Object location annotation data:
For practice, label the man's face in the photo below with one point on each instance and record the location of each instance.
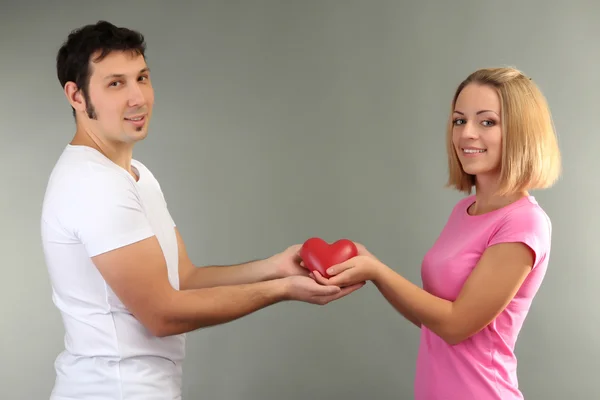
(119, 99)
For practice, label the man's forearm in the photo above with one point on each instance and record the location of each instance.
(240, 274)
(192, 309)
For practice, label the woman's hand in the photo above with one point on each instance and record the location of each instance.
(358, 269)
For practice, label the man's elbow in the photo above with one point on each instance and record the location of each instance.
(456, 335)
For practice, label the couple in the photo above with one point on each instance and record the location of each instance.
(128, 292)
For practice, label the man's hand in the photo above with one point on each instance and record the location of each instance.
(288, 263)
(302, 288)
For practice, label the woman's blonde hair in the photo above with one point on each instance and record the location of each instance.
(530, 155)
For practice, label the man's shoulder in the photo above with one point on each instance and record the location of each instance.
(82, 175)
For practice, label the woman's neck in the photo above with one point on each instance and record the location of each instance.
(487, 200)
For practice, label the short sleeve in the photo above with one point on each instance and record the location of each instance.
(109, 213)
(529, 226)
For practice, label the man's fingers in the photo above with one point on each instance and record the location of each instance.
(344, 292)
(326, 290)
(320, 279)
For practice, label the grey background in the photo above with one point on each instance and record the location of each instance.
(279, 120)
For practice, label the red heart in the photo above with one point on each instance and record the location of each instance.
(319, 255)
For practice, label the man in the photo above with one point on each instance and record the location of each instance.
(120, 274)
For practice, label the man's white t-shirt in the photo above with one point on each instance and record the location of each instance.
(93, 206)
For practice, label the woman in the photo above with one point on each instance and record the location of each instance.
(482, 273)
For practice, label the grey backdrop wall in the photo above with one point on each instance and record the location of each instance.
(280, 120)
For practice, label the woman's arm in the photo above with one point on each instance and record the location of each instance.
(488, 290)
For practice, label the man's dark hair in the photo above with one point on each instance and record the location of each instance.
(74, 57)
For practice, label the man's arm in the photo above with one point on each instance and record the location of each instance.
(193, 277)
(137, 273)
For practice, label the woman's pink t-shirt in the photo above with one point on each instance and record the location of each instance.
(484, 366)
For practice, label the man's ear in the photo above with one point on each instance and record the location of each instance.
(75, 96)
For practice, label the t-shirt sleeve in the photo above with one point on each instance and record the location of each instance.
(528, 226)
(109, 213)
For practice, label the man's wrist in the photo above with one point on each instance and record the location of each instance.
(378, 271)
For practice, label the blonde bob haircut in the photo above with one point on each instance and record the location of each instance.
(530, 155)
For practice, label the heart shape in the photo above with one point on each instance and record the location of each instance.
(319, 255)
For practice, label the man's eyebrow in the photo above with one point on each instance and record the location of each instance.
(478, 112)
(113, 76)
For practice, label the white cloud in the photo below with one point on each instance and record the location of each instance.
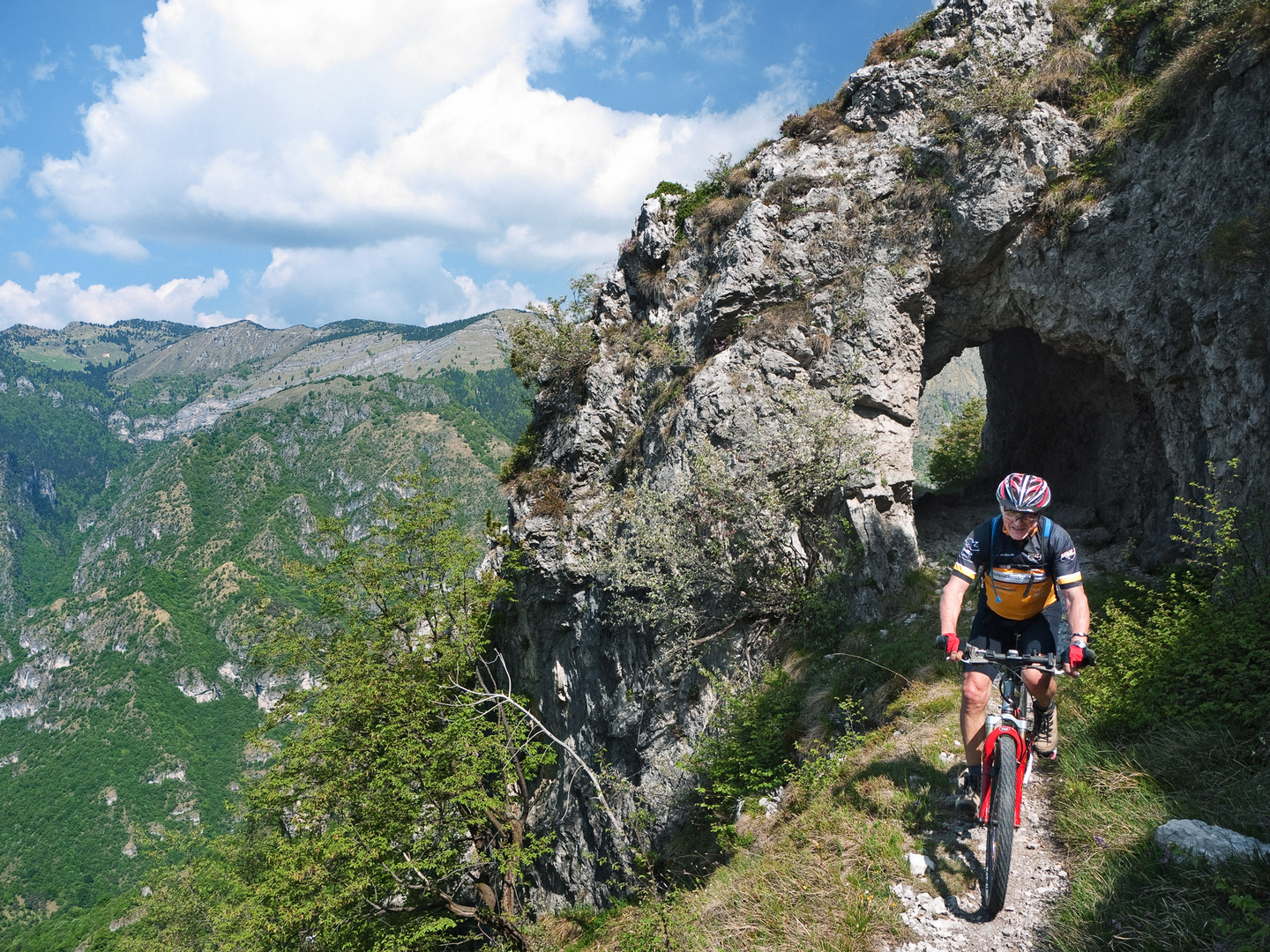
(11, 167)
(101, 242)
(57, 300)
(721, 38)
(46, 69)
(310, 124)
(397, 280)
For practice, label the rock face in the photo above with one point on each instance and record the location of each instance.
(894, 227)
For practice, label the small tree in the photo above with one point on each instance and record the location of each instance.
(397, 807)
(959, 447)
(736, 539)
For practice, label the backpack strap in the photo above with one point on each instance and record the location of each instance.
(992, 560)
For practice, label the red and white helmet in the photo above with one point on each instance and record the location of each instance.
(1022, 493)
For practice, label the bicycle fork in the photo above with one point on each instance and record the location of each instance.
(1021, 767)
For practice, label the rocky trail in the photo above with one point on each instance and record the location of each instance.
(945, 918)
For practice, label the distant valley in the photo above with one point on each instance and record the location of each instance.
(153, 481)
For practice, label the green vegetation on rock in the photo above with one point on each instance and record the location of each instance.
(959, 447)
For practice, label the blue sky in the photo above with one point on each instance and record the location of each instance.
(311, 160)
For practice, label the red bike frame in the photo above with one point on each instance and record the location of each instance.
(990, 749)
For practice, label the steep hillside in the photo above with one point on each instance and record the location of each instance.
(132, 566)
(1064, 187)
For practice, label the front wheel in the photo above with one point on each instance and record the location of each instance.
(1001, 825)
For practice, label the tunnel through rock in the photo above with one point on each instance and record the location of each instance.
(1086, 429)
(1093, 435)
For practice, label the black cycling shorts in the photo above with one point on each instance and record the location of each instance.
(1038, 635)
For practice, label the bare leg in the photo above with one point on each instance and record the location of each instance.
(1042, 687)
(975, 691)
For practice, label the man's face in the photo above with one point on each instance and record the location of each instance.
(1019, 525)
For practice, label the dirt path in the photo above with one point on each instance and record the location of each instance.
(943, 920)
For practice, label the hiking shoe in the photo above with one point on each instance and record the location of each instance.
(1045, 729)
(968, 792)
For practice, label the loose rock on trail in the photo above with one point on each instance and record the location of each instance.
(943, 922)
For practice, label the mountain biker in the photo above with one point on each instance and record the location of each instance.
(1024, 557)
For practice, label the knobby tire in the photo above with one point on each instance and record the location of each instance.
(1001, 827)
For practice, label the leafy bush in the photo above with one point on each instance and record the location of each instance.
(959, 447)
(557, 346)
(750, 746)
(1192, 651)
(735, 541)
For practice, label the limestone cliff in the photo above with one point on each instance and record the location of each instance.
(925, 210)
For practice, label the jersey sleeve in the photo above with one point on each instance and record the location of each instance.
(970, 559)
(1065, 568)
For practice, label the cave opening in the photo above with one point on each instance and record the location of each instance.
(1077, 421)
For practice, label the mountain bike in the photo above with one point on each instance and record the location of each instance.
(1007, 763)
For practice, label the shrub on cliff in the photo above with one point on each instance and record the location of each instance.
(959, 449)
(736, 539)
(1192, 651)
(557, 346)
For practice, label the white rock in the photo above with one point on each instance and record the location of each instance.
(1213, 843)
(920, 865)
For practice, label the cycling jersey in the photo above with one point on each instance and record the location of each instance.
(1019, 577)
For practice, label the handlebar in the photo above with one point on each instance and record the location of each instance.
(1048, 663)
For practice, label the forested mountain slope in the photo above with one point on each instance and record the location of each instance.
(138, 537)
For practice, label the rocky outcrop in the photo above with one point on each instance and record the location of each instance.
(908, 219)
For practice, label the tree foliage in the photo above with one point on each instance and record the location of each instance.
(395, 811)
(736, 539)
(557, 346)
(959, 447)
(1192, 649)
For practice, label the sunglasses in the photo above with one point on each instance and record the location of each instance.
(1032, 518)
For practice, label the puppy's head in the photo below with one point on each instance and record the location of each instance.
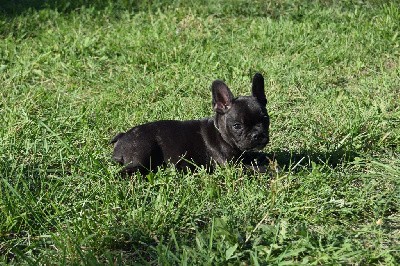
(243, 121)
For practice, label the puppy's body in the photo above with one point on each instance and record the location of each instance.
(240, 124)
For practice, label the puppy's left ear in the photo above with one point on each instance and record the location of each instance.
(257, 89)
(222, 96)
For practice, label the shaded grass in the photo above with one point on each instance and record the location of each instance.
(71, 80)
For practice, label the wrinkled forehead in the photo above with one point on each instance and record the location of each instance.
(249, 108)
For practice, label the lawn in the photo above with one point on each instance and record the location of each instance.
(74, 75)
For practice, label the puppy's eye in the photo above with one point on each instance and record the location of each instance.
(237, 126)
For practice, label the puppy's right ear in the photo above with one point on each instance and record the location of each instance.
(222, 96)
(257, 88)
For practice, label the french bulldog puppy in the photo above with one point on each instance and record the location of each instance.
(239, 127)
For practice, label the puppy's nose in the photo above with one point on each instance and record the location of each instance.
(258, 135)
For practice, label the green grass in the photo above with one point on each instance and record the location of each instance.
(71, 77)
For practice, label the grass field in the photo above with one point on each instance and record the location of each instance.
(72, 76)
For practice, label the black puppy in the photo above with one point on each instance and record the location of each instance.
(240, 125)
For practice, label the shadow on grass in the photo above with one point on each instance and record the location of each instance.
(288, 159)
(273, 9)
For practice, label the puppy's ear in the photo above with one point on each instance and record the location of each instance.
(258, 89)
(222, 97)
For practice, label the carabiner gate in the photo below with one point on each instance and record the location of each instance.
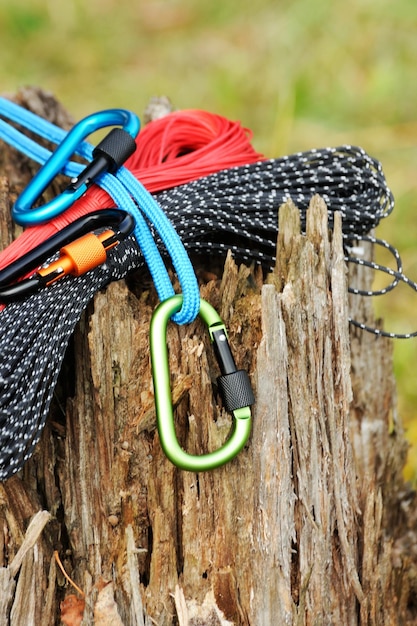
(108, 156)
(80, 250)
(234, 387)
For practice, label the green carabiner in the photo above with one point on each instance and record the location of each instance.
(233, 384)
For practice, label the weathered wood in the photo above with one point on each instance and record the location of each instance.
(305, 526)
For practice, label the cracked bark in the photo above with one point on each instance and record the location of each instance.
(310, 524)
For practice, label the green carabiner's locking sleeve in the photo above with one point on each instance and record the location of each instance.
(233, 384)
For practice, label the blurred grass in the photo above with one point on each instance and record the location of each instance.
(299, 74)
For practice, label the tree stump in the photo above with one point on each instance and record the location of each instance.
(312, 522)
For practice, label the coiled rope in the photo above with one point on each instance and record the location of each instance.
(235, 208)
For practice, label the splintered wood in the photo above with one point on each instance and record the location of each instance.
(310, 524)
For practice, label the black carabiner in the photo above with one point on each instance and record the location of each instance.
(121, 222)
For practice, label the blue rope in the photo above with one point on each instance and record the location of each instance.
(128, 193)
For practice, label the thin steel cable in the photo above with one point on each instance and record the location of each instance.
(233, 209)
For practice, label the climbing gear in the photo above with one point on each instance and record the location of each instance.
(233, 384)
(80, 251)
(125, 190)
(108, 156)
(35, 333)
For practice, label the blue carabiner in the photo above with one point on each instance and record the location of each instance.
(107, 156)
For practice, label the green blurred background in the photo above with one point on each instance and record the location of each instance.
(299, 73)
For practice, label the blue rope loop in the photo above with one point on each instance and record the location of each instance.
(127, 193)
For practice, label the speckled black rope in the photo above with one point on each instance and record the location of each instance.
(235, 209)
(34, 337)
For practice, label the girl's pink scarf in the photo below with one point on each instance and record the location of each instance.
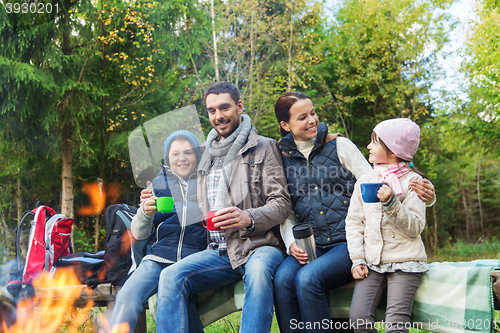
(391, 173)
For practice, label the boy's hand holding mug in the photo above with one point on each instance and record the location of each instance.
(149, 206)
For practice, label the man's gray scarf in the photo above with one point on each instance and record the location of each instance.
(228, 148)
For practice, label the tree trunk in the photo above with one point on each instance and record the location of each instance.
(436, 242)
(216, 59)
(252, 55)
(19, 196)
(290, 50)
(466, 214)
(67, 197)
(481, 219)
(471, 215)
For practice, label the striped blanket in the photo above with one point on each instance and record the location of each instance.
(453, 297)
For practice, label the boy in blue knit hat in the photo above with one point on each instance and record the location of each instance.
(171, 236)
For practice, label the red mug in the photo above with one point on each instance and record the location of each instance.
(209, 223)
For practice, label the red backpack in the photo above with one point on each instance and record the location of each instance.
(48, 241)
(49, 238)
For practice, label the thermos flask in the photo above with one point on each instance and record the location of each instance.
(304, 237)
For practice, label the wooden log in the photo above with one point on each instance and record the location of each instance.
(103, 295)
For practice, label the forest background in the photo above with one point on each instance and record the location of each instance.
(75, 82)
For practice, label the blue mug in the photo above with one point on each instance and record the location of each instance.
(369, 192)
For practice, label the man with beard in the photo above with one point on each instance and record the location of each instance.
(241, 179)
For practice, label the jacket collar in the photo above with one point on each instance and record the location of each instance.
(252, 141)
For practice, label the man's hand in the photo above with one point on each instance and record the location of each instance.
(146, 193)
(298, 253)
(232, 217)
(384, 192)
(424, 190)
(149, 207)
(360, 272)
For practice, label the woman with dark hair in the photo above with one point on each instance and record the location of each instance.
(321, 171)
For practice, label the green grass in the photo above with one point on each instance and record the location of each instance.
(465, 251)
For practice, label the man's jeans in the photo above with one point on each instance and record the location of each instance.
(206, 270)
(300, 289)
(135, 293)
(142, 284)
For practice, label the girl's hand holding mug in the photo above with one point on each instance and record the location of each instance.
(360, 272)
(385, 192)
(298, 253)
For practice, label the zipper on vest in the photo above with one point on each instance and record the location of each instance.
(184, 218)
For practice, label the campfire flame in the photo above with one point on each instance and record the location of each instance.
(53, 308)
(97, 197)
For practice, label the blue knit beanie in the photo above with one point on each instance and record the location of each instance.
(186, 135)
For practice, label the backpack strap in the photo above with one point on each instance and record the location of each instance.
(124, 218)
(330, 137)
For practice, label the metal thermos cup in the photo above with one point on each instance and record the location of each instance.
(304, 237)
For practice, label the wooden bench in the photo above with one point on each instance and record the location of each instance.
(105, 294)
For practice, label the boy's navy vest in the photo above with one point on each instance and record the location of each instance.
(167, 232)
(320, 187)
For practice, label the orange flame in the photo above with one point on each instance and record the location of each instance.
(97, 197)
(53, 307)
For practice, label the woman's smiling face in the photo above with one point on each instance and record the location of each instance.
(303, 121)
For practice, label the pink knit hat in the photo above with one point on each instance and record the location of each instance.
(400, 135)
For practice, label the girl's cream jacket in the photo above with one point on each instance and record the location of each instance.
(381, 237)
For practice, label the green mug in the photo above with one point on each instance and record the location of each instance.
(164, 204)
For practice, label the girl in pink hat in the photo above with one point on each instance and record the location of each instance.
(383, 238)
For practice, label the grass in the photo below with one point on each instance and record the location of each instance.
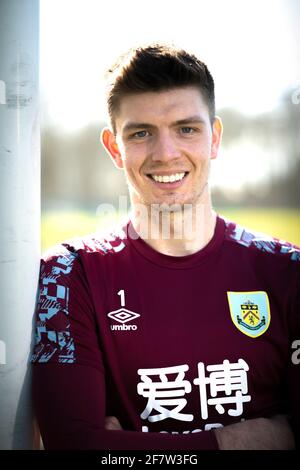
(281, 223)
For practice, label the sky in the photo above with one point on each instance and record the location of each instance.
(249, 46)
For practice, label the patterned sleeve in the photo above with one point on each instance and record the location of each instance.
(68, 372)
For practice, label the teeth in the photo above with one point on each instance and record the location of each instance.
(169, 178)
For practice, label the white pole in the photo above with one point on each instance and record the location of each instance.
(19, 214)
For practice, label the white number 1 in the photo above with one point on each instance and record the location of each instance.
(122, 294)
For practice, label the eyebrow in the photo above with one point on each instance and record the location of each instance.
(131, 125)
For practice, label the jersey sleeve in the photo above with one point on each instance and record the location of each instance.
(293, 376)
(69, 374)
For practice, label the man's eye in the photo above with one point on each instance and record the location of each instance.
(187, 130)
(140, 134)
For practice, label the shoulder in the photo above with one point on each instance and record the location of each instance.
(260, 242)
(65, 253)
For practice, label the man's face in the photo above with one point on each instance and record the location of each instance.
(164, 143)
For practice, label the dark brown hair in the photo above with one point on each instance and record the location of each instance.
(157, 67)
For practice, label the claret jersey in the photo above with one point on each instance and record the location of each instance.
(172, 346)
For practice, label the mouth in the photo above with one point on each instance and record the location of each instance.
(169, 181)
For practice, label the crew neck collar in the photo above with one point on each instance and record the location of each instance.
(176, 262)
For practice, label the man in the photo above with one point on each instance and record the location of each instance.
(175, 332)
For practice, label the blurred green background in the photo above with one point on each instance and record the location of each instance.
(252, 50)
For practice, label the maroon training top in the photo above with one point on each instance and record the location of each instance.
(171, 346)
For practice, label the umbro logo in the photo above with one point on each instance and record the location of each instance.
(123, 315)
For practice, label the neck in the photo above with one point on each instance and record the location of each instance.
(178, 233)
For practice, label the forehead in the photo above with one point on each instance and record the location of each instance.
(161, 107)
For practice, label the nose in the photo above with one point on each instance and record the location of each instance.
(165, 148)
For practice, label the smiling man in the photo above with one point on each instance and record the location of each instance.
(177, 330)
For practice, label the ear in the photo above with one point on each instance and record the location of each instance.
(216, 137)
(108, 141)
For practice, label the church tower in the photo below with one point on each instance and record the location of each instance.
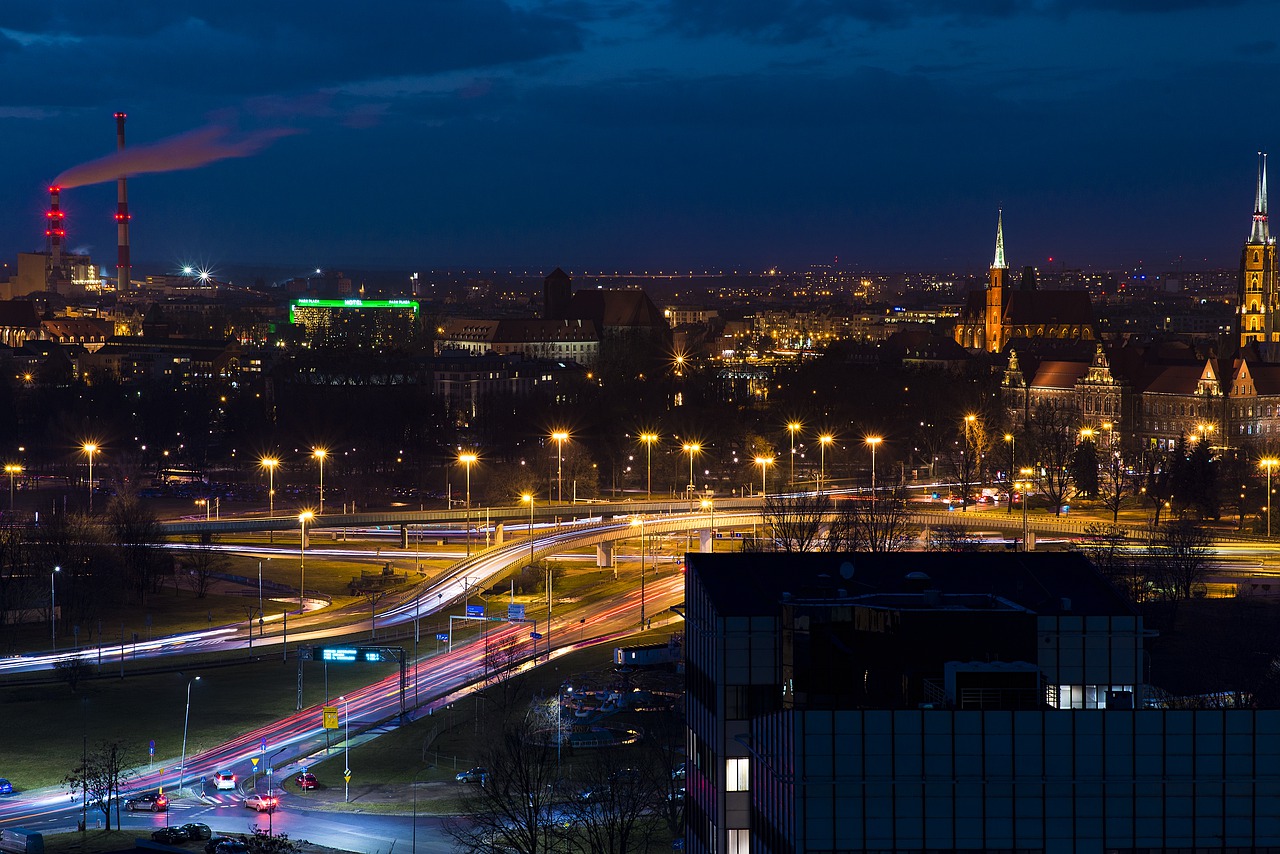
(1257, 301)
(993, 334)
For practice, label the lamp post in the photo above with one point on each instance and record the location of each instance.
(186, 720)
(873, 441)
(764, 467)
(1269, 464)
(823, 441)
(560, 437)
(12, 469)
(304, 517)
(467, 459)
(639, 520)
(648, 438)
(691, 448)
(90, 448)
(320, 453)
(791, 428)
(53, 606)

§ **GOAL**
Extract the run of lines beginning with the line that holds "For practice, label the crew" and ending at the last line of the data, inclusive. Exclude any pictures from the copy.

§ **FULL RESPONSE**
For practice, label the crew neck collar in the photo above with one point on each instance and record the location of each instance.
(176, 262)
For practice, label the man in the photo above with one point on each instance and record the location of each instance.
(175, 332)
For practice, label the blurred green background in the photo above with one point on each instance and record the location of each instance.
(252, 50)
For practice, label the maroon training top in the photo above with one point on each instance and record the location of each instance.
(171, 346)
For practice, label the umbro logo in the photo above with one point on each instance and record the location of each instance.
(123, 315)
For practice, label the neck in the photo above with one point on each instance and record the location of each instance.
(178, 233)
For practice, label the forehead in the photo above with one point on each instance and record the location of each instance.
(161, 107)
For practice, label the nose in the photo above with one point on each instance and record the location of each instance.
(165, 148)
For practice, label the smiling man in the photo above with one point on each instance and record the location of each instance.
(177, 330)
For practice, label the ear in the photo above with one point on each instance and record the location of each instance.
(216, 137)
(108, 141)
For practice, label the church tower in the photo below with one point on each instance and record the location of each instance.
(1257, 301)
(993, 334)
For practice, label the lamp post in the photo above with one point on each instance and record the location of each instance.
(186, 720)
(873, 441)
(764, 467)
(1269, 464)
(823, 441)
(560, 437)
(12, 469)
(304, 517)
(467, 459)
(639, 520)
(648, 438)
(691, 448)
(90, 448)
(320, 453)
(791, 428)
(53, 606)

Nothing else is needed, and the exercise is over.